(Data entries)
====

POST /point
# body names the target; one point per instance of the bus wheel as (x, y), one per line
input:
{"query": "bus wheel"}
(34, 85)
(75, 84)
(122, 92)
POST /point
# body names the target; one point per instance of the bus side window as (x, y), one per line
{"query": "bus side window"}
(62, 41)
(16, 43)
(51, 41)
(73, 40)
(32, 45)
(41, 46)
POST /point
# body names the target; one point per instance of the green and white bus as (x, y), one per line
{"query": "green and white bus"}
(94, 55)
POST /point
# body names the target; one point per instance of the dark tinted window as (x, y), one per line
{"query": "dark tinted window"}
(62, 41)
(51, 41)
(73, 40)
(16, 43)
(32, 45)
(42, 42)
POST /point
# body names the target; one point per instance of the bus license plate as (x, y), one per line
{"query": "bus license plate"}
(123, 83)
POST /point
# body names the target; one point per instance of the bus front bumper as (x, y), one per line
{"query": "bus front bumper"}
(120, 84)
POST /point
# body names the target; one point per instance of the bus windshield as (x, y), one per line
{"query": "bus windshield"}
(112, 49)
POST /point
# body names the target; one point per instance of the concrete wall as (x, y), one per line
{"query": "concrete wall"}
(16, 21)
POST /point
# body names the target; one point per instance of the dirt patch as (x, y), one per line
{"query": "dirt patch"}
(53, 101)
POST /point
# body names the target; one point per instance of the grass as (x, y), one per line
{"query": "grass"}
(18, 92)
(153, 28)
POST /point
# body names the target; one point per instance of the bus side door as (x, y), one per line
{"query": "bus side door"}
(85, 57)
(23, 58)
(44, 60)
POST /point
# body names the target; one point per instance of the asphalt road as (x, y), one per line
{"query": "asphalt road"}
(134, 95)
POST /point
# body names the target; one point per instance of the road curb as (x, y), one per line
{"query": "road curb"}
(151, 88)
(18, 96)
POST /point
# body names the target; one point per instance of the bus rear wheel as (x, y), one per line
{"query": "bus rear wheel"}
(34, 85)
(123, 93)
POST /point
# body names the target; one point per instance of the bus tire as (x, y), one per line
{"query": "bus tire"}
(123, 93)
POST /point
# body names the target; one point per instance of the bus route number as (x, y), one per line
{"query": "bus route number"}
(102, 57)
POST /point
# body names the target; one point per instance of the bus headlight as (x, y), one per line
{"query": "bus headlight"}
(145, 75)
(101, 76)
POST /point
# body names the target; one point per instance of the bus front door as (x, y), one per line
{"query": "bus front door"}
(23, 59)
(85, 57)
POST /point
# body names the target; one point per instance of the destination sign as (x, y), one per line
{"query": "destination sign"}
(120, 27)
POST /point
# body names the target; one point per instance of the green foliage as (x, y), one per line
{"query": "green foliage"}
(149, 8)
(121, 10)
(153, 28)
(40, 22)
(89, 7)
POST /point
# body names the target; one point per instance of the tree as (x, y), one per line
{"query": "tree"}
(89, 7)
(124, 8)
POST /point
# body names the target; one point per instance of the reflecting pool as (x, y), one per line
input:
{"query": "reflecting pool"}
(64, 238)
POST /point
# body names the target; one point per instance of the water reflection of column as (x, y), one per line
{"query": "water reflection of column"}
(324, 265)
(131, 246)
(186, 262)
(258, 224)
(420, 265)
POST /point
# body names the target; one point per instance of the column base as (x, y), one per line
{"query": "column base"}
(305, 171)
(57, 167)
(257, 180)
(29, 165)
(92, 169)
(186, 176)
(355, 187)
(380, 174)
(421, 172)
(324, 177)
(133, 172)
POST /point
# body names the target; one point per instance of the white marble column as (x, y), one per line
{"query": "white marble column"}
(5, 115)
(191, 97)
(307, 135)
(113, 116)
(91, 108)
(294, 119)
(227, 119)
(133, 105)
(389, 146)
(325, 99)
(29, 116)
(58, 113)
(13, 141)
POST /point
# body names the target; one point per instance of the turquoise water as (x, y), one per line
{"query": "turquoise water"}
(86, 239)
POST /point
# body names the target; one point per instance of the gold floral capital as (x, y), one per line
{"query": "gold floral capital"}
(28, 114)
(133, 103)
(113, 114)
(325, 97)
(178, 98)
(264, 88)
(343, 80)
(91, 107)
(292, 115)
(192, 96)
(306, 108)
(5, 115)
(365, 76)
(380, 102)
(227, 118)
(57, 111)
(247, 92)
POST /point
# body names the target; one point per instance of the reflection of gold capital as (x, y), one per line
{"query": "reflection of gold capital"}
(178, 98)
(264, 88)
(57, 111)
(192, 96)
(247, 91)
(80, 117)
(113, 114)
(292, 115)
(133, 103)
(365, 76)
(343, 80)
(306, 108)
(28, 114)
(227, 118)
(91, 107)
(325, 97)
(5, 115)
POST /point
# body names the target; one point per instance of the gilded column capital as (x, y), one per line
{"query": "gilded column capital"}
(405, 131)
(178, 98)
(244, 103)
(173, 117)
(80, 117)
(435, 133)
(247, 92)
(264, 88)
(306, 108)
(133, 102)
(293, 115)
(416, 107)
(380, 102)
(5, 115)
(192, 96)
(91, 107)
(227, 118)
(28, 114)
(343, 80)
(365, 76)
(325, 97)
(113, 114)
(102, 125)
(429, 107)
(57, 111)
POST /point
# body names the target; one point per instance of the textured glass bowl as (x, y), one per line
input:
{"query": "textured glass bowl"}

====

Work request ▸ Scan the records above and report every line with the string "textured".

Task answer ▸
# body names the target; one point per instance of the textured glass bowl as (x, y), one per line
{"query": "textured glass bowl"}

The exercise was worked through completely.